Data records
--- --- ---
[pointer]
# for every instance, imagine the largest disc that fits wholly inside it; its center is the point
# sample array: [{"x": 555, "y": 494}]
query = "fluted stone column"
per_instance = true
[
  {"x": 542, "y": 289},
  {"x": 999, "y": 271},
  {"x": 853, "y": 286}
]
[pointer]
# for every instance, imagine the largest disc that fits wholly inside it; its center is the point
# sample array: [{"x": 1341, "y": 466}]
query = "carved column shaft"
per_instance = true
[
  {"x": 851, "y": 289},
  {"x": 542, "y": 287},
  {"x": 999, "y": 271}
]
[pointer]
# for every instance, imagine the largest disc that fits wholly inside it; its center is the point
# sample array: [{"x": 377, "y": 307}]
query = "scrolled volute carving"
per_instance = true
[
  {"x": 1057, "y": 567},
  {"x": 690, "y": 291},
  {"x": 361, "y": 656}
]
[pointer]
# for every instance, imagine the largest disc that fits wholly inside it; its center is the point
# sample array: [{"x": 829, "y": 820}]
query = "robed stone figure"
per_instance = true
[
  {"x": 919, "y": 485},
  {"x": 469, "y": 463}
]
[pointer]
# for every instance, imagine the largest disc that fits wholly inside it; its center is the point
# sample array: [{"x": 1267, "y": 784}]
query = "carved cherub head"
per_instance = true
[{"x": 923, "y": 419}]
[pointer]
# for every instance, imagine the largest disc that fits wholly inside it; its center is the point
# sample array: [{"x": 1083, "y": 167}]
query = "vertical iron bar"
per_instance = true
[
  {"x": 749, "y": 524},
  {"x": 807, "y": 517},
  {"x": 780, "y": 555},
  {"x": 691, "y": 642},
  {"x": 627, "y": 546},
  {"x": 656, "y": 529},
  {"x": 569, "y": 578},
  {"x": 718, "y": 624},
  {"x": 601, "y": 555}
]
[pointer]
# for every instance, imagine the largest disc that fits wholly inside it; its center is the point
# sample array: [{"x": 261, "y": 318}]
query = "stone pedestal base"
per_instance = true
--- --- ---
Required work
Provide an exact reproduction of all the entries shown above.

Result
[pointer]
# for every instance, imagine the largest disc that fits wholly inside it; its center is the point
# sample array: [{"x": 555, "y": 494}]
query = "fluted stone column"
per_instance = true
[
  {"x": 542, "y": 289},
  {"x": 999, "y": 271},
  {"x": 853, "y": 286}
]
[pointer]
# for every instance, imagine the largest disc that fits wholly inside it; its center is the point
# sample array: [{"x": 1341, "y": 466}]
query = "carved column shaft"
per_instance = true
[
  {"x": 851, "y": 289},
  {"x": 542, "y": 287},
  {"x": 999, "y": 271}
]
[pointer]
# for every instance, imagine the largest disc that fits wholly inside it; its center is the point
# sample array: [{"x": 377, "y": 307}]
query = "scrolled volute carving"
per_instance = true
[
  {"x": 1057, "y": 567},
  {"x": 690, "y": 291},
  {"x": 361, "y": 656}
]
[pointer]
# for every instance, imagine the largest disc that fits wholly inside it; its center is the point
# sample array: [{"x": 829, "y": 820}]
query = "robed stone figure"
per_instance = true
[
  {"x": 919, "y": 485},
  {"x": 469, "y": 463}
]
[pointer]
# for every instance, imagine the largest disc that fits wholly inside it; its center is the point
# sample array: [{"x": 1267, "y": 784}]
query = "carved cherub head"
per_instance = true
[{"x": 923, "y": 419}]
[pointer]
# for every instance, imagine the largest disc that fits wholly inside it; its center is the point
# sample array: [{"x": 1083, "y": 167}]
query = "vertical iron bar"
per_instance = true
[
  {"x": 749, "y": 524},
  {"x": 807, "y": 517},
  {"x": 780, "y": 555},
  {"x": 691, "y": 642},
  {"x": 627, "y": 546},
  {"x": 656, "y": 529},
  {"x": 569, "y": 578},
  {"x": 718, "y": 624},
  {"x": 601, "y": 555}
]
[pointer]
# for every instance, imagine the largest disc that fits wholly inside it; its center is the point
# sample array: [{"x": 261, "y": 318}]
query = "stone pedestal base"
per_instance = true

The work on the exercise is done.